## EXERCICE COURT
D'après le texte sur l'évaluation des services électroniques en bibliothèque, quelle est l'origine des difficultés d'évaluation et d'établissement des statistiques auxquelles les bibliothèques font face ? Répondez en une à trois phrases.

## SOURCE
────

L'évaluation des services électroniques en bibliothèque

Les statistiques à l'âge du numérique

Peter R. Young

Les difficultés d'évaluation et les problèmes relatifs à l'établissement des statistiques, auxquels les bibliothèques sont confrontées, ont pour origine la rapide intégration des médias et des services électroniques. Cet article étudie la nature des défis, en soulignant l'importance cruciale de l'élaboration de normes et de statistiques descriptives adéquates sur l'impact de l'adoption de ces technologies sur les bibliothèques. Différentes approches d'une nouvelle conception de l'évaluation quantitative des bibliothèques sont esquissées, et comparées aux tendances et aux besoins qui résultent de l'arrivée des médias électroniques. L'article se termine par un examen des normes d'évaluation des services d'information électroniques dans les bibliothèques, l'évaluation électronique de l'utilisation des bibliothèques devant être l'occasion de rassembler des informations qualitatives sur l'efficacité et le rendement.

Libraries are faced with difficult measurement and statistical questions resulting from the rapid adoption and integration of electronic media and services. This article reviews the nature of these challenges and establishes the critical importance of developing standard measures and descriptive statistics to adequately indicate the impact of technology adoption on libraries. Alternative approaches to a reconceptualization of library quantitative measurement is outlined in comparison with selected trends and requirements resulting from information technology based media. The article concludes with an initial discussion of standards for measurement of electronic information services in libraries, suggesting that electronic measurement of library use may offer opportunities for gathering qualitative information concerning performance effectiveness and outputs.

Die Schwierigkeiten der Evaluation und die Probleme, die mit der Aufstellung von Statistiken zusammenhängen, mit denen Bibliotheken konfrontiert werden, beruhen auf der schnellen Integration der Medien und der elektronischen Dienste. Dieser Beitrag untersucht die Natur der Herausförderung und unter streicht die Bedeutung der Erarbeitung von Normen und beschreibenden Statistiken, die adäquat den Einfluß der Anwendung dieser Technologien widergeben. Es werden verschiedene Ansätze einer neuen quantitativen Auswertung von Bibliotheken skizziert und mit den Tendenzen und Anforderungen, die aus der Einführung der elektronischen Medien resultieren, verglichen. Der Artikel endet mit einer Untersuchung der Evaluationsmaßstäbe der elektronischen Informationsdienste in Bibliotheken, der elektronischen Evaluation der Benutzung der Bibliotheken, um am Schluß qualitative Informationen über die Effizienz und Leistungfähigkeit zusammenzustellen.

────

## INFORMATIONS EXTRAITES

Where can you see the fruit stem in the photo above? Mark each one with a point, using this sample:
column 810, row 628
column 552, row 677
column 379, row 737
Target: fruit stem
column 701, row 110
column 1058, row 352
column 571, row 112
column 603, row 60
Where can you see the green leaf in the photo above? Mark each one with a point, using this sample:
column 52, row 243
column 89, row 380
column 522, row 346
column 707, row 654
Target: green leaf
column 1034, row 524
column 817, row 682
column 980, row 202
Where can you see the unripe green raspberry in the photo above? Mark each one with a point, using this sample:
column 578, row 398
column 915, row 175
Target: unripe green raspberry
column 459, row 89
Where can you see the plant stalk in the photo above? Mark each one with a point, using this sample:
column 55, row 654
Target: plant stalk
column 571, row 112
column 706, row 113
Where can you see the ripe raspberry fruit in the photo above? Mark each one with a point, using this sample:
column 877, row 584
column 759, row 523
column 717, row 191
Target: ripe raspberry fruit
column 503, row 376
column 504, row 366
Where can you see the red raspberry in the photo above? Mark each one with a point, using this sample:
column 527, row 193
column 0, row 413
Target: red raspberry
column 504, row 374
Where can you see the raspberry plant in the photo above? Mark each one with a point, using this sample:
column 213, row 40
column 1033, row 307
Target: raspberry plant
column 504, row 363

────

## RÉSULTAT
Ces difficultés ont pour origine la rapide intégration des médias et des services électroniques dans les bibliothèques.